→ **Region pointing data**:
= Beginning of Section =
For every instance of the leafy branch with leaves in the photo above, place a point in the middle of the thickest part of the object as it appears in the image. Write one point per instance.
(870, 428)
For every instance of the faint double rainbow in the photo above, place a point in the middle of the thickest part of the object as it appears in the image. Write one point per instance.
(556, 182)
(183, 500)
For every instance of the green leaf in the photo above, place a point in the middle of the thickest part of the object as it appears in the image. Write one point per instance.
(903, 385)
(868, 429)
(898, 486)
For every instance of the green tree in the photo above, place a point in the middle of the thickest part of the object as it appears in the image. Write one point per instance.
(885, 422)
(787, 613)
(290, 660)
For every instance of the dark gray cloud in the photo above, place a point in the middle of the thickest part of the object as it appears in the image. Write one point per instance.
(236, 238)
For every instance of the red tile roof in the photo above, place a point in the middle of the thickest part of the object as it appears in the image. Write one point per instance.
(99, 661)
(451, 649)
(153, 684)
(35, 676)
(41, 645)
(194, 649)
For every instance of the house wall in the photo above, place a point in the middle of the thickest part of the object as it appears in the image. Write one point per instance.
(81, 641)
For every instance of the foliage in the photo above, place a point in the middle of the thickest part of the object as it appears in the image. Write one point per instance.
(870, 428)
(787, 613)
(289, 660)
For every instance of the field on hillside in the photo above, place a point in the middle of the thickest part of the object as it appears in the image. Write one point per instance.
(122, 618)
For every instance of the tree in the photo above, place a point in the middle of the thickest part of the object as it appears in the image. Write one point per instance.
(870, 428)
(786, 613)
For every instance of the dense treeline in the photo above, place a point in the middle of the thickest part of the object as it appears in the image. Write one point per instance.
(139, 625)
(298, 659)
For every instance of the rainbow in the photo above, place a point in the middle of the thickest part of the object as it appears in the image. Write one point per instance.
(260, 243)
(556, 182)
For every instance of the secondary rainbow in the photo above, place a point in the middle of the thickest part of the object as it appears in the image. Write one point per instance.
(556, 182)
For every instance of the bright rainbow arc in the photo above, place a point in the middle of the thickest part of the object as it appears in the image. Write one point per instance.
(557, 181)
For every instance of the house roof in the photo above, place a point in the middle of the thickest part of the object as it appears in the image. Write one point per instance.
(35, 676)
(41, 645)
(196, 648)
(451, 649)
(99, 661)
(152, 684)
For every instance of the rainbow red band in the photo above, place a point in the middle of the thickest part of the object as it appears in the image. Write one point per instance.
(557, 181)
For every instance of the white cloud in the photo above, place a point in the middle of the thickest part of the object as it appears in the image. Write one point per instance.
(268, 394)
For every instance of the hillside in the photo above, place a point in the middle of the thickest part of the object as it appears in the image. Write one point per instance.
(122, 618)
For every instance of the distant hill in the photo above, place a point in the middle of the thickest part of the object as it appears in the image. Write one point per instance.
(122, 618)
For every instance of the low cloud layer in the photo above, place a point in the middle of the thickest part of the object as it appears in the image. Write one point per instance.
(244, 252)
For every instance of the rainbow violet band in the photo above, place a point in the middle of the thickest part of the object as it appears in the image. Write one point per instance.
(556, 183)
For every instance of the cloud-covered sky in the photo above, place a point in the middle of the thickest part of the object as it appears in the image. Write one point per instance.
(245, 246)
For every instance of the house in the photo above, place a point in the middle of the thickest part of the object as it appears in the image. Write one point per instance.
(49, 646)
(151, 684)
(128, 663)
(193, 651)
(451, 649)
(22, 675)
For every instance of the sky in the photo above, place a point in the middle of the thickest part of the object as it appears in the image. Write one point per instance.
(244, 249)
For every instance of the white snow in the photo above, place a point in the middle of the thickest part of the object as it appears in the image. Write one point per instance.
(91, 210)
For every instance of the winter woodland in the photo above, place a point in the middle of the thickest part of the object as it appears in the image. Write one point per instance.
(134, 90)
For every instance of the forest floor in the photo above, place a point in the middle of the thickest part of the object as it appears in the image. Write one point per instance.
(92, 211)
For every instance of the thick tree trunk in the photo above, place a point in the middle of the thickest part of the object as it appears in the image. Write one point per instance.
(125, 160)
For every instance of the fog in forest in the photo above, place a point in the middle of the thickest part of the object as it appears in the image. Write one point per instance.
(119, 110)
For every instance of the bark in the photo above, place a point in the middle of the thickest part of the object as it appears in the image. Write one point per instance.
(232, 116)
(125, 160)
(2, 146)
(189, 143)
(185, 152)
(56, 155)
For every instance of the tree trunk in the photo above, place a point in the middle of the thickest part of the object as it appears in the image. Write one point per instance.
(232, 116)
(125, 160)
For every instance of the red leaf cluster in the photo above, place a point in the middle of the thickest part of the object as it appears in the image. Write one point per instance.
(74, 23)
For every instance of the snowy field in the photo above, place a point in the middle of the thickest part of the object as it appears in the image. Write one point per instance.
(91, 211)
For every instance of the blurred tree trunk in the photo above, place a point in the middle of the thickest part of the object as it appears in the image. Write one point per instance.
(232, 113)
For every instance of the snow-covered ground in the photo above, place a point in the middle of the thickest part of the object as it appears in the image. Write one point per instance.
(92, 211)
= End of Section =
→ **EXERCISE REQUIREMENTS**:
All that the answer may hold is the lines from the one with "For every instance of the fog" through the end of the data, set down exactly as they appear.

→ **ANSWER BOX**:
For every instance of the fog in forest in the photo above, place a point in the middle of the thickest part of the object as it appears in the image. Write one point per instance.
(119, 110)
For every instance of the bark in the photo above, place a point in the middle of the thickest part of the object as it appears in the image. Write one point per instance.
(232, 116)
(125, 160)
(2, 146)
(189, 143)
(185, 152)
(56, 155)
For every instance of the tree trunk in the photo above, place a point in the middle of the thickest part of the object as it appears in the image. Write one point per instance.
(232, 116)
(125, 160)
For every instance of the red leaf cluster in the photo above, place a point in the middle of the thickest part of the object as it appears in the image. Write one point per instance.
(74, 23)
For every instance of the snowy field in the photo above, place a point in the middle of the thickest part of the object as it appears in the image. Write one point per instance.
(91, 211)
For every instance of the blurred tree trunk in the photo above, place a point in the middle of the thickest part of the object as it appears in the image. Write one point per instance.
(232, 113)
For every instance of the snow-covered ground in the photo above, place a point in the middle of the thickest part of the object as it appears in the image. Write one point per instance.
(92, 211)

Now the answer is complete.